Todos ellos pasan en los colegios al menos un par de años. Pero ¿qué hacen los colegios? Presionarlos con aprendizajes académicos que no están a su alcance y declararlos fracasados en 2do de primaria con los resultados de las pruebas censales. En estas, la mitad no satisface los estándares del ministerio en lectura, 2/3 en matemáticas, dando un combinado de 5/6 que reciben el mensaje de que son incompetentes a los 7 años de edad. A eso le sigue una escalada de fracasos escolares posteriores que termina destruyendo su autoestima como estudiantes con una creciente repitencia y abandono escolar.

Esos niños quedarán a la merced de las presiones de supervivencia del mundo de la calle. Luego, a traficar, delinquir, violentar y terminar presos o muertos, con la excepción de aquella minoría que tiene un altísimo nivel de resiliencia y tolerancia a la frustración.

¿Qué pasaría si la escuela reformulase la visión de su rol, hacia verse a sí misma como un espacio de acogida, protección, seguridad, cariño, empatía con los niños, que sirviera de contrapeso a sus hogares disfuncionales, como responsabilidad previa a la de acometer los objetivos académicos tradicionales?

Niños que disfrutan de su escolaridad tienen mejor pronóstico que los que tienen al fracaso como marca distintiva de su vida escolar.

DATOS REGISTRADOS ->
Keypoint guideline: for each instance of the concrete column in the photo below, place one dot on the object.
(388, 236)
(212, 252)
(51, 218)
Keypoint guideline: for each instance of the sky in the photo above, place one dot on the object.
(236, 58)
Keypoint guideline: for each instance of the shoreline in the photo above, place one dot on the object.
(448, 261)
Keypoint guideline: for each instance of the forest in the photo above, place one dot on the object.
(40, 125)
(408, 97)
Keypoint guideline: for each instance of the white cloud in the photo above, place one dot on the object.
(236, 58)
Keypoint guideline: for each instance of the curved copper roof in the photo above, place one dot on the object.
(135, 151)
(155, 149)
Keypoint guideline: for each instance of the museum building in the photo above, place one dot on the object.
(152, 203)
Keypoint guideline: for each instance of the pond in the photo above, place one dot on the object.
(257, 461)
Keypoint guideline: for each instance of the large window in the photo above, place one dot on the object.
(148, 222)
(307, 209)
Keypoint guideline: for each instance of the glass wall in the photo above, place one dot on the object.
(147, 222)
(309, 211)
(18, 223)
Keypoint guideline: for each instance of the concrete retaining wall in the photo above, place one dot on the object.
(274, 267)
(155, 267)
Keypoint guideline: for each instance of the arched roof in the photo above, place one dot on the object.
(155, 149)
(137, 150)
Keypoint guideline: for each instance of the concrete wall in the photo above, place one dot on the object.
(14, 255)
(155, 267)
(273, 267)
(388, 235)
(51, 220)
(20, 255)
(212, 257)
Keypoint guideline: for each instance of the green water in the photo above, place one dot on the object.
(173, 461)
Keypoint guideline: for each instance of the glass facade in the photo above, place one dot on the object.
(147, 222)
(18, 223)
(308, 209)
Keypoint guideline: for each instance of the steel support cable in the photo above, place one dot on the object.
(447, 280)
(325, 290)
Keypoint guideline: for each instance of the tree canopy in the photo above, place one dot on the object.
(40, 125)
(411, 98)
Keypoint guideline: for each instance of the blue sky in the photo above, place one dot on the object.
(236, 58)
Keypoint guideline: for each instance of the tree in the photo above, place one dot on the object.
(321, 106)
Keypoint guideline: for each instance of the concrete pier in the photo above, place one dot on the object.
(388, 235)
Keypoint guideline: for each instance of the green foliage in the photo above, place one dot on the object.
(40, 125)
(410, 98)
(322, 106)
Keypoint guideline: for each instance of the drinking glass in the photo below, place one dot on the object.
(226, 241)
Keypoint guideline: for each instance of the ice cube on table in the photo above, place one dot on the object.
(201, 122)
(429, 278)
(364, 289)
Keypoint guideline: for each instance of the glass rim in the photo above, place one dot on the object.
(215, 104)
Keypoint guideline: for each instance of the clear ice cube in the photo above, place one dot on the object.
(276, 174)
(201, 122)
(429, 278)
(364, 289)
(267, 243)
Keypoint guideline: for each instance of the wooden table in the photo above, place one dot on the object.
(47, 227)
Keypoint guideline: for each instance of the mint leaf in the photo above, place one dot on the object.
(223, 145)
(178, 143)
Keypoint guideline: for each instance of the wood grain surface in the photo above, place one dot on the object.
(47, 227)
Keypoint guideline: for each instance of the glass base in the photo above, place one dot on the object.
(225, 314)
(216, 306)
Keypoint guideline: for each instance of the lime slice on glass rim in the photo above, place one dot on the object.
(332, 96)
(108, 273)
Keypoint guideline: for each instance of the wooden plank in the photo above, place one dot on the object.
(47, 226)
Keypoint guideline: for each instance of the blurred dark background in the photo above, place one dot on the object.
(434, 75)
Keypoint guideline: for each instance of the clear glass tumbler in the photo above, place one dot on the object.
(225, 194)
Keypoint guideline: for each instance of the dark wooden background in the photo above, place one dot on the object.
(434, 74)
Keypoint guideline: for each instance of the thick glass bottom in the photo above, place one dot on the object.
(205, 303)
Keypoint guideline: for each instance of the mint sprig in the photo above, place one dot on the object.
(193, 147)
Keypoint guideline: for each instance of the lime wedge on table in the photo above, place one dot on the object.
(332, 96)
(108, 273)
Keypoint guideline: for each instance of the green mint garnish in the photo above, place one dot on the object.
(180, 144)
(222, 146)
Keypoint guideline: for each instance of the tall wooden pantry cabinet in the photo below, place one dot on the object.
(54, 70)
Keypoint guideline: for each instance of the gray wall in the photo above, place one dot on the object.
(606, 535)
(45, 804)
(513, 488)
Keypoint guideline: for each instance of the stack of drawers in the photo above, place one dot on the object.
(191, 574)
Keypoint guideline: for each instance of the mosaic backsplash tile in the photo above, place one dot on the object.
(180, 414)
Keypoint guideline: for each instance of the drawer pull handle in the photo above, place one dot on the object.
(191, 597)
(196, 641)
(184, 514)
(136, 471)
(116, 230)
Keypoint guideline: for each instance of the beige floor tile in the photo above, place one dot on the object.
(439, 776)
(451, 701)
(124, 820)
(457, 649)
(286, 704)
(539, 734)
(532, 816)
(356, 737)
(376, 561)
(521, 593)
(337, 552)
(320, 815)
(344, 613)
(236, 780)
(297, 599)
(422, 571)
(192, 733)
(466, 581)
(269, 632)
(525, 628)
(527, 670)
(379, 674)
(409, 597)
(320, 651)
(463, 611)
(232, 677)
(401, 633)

TAREAS DEL EJERCICIO ->
1 > Indica si cada afirmación coincide con el texto seleccionado. Responde sí o no y cita las palabras del texto que lo deciden.
(a) En lectura, la mitad de los niños no satisface los estándares del ministerio.
(b) Las pruebas censales se aplican en 4to de primaria.
(c) Todos los niños que quedan en la calle terminan presos o muertos.
2 > Reescribe el fragmento del texto seleccionado que comienza en "Esos niños quedarán" y termina en "a la frustración.", cambiando "niños" por "menores".
3 > Enumera todo lo que el texto seleccionado menciona después de las palabras "un espacio de".

SOLUCIONES POR TAREA ->
1 >
(a) Sí: "la mitad no satisface los estándares del ministerio en lectura".
(b) No: "en 2do de primaria con los resultados de las pruebas censales".
(c) No: "con la excepción de aquella minoría que tiene un altísimo nivel de resiliencia y tolerancia a la frustración".

2 >
Esos menores quedarán a la merced de las presiones de supervivencia del mundo de la calle. Luego, a traficar, delinquir, violentar y terminar presos o muertos, con la excepción de aquella minoría que tiene un altísimo nivel de resiliencia y tolerancia a la frustración.

3 >
acogida
protección
seguridad
cariño
empatía con los niños